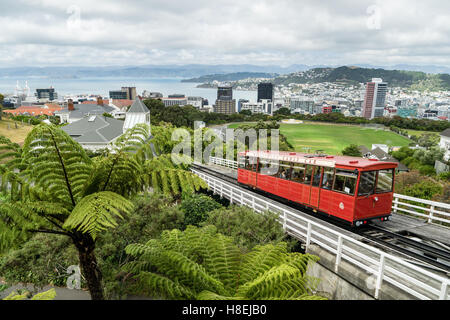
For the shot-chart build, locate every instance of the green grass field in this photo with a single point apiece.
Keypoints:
(332, 138)
(8, 129)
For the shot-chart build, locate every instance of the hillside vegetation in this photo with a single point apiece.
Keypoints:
(354, 75)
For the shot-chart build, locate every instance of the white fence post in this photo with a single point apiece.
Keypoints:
(428, 290)
(380, 276)
(430, 219)
(444, 291)
(338, 254)
(308, 237)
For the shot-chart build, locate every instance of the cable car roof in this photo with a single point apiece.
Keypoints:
(321, 159)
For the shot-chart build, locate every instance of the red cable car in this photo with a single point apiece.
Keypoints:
(352, 189)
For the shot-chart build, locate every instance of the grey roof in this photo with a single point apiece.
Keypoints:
(82, 110)
(138, 106)
(363, 149)
(99, 130)
(445, 133)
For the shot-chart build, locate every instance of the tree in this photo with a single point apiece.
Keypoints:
(1, 105)
(352, 150)
(205, 265)
(54, 187)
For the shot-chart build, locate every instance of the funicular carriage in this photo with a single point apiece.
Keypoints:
(351, 189)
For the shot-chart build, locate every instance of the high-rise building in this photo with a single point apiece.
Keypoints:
(265, 91)
(128, 93)
(374, 100)
(225, 93)
(240, 102)
(47, 94)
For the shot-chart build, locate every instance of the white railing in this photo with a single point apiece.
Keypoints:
(382, 267)
(223, 162)
(431, 211)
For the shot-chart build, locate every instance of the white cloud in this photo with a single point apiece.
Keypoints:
(106, 32)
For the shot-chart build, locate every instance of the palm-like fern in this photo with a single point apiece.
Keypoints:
(203, 264)
(54, 187)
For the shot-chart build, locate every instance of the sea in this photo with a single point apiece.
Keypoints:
(102, 86)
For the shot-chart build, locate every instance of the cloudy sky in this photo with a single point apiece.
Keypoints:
(282, 32)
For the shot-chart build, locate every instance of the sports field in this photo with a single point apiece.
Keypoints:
(8, 129)
(332, 138)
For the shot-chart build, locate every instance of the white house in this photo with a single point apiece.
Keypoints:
(95, 132)
(444, 143)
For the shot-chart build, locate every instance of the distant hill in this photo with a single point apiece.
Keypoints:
(354, 75)
(231, 77)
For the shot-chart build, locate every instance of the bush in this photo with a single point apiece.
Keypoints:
(42, 260)
(248, 228)
(427, 170)
(196, 208)
(424, 189)
(45, 258)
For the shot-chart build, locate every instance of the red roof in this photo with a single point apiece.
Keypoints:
(326, 161)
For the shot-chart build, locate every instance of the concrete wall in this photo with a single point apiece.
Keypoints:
(350, 282)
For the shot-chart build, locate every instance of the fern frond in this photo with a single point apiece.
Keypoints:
(97, 212)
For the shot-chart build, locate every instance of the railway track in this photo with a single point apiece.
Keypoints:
(437, 257)
(433, 257)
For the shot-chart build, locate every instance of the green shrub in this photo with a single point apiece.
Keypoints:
(197, 207)
(247, 227)
(424, 189)
(42, 260)
(427, 170)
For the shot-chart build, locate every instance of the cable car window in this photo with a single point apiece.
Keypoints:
(298, 172)
(345, 181)
(250, 163)
(268, 167)
(241, 162)
(316, 177)
(308, 174)
(327, 181)
(367, 183)
(285, 170)
(384, 182)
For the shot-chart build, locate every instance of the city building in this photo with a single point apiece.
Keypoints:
(265, 91)
(48, 94)
(265, 106)
(374, 100)
(47, 109)
(225, 93)
(301, 105)
(76, 112)
(196, 102)
(444, 143)
(151, 95)
(128, 93)
(225, 106)
(240, 102)
(174, 100)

TASK OBJECTIVE: The required output is every line above that contains the string "roof".

OUTPUT OF THE EXERCISE:
For the shot-chart build, locate every instance of the cable car roof in this photo with a single point apiece.
For the shot-chart build, locate every instance of the grey roof in this photo with a single point apiece.
For the shot-chart build, locate every instance of the red roof in this photo with a single point apiece.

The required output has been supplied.